• [What you need to do]:
Collect every line in the Data listing below that contains the string "flame", treating uppercase and lowercase letters as distinct.

[Data listing]
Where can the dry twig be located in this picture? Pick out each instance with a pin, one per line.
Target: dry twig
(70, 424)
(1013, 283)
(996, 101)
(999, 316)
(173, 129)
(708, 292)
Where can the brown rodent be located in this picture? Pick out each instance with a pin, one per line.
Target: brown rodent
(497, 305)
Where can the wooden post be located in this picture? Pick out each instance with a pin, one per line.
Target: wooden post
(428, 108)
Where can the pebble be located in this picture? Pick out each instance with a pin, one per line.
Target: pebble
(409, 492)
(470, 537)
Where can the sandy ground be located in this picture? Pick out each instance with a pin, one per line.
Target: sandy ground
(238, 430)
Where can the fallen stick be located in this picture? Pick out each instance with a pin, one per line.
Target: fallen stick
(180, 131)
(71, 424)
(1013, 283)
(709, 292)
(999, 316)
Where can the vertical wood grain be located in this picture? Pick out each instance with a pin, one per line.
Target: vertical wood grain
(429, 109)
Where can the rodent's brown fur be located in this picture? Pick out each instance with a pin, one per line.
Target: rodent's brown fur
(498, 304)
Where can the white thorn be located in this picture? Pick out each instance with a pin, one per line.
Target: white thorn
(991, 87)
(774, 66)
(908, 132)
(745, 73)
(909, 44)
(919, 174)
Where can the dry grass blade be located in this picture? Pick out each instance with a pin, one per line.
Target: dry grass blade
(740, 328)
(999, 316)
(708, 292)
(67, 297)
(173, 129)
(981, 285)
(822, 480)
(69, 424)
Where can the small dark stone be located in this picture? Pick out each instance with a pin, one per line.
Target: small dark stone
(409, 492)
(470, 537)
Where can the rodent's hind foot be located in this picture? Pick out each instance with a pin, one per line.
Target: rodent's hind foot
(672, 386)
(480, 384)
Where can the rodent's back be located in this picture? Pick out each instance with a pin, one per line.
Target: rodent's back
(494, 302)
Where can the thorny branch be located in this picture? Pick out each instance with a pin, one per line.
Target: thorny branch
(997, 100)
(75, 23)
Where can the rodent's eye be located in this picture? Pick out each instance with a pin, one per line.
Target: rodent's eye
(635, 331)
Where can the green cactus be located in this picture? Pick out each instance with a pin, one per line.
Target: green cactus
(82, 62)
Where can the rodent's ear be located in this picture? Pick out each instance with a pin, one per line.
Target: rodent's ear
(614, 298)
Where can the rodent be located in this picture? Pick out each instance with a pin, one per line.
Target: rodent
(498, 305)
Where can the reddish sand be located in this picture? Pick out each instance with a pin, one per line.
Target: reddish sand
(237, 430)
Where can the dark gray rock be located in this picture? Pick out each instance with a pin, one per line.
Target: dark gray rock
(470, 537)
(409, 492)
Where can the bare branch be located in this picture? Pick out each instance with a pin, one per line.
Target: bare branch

---

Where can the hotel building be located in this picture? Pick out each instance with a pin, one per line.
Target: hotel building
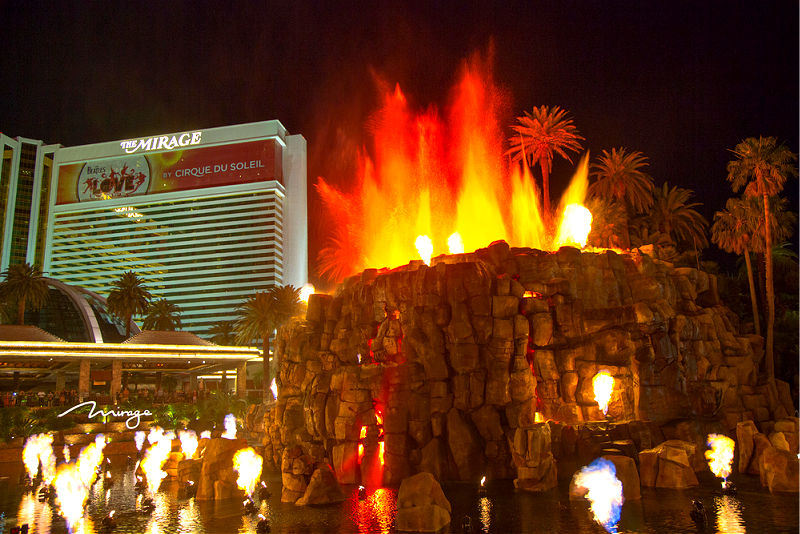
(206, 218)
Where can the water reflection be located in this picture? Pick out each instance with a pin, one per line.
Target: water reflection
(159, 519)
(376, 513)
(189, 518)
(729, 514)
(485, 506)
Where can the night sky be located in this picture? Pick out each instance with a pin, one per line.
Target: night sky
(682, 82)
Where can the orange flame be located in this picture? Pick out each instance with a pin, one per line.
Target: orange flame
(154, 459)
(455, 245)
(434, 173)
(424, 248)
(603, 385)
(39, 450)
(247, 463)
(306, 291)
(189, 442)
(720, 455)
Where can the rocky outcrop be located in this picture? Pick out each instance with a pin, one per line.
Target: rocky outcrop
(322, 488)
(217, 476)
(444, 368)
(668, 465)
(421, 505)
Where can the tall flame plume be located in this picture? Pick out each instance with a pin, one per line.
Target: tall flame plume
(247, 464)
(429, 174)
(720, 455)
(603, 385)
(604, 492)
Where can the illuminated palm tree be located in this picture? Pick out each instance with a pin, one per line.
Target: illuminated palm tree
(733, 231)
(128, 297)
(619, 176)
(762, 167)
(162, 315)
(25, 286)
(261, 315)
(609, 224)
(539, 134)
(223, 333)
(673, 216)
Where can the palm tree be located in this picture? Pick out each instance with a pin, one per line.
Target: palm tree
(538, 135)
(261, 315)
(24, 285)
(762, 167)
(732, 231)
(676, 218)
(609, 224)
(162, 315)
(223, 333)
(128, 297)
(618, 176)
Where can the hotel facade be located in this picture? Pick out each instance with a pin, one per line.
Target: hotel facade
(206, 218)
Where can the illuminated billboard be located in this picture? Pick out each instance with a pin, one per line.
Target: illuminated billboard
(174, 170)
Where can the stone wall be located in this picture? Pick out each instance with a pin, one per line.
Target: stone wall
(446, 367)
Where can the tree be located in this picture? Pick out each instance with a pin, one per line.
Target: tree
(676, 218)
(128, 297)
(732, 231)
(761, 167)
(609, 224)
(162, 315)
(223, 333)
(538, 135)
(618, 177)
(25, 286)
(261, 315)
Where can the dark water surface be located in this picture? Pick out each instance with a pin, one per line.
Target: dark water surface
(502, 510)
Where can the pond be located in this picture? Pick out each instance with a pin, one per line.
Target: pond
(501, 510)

• [Final result]:
Where can the orange flame be located in this picture? Pick out each instance with a pin, one per line.
Target: orange flame
Where can the tall flame plume be located in this picture? Pick out each instance with a pin, one per line.
Target: tall flame plume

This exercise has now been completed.